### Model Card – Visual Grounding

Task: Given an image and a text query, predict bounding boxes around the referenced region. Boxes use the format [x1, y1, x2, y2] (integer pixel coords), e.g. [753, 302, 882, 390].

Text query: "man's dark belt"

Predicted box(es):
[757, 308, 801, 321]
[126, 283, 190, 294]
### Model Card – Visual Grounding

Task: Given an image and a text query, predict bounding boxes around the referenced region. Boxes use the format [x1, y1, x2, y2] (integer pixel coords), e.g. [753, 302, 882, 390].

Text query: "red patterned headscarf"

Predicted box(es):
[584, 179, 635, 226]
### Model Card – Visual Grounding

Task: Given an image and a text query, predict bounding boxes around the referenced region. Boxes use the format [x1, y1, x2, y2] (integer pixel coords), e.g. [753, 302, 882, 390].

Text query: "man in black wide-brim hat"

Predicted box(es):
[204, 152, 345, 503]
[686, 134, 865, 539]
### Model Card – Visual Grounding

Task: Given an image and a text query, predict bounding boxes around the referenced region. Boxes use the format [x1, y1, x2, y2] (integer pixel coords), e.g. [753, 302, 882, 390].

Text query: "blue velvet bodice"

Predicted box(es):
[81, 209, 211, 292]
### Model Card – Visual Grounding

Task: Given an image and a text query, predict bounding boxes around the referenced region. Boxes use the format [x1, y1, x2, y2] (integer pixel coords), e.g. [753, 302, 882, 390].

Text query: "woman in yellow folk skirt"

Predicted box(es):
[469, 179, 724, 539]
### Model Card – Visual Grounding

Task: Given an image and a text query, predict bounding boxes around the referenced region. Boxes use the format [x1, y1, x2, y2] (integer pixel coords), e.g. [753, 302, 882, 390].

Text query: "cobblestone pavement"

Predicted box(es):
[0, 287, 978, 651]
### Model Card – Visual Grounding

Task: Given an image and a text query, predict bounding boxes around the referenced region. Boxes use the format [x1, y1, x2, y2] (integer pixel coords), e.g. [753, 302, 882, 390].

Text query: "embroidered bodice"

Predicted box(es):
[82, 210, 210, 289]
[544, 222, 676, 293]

*****

▸ **Your instructions**:
Pull out every line of the records that contains the word "bodice".

▸ **Task output**:
Text query: "blue velvet bodice"
Text query: "embroidered bodice"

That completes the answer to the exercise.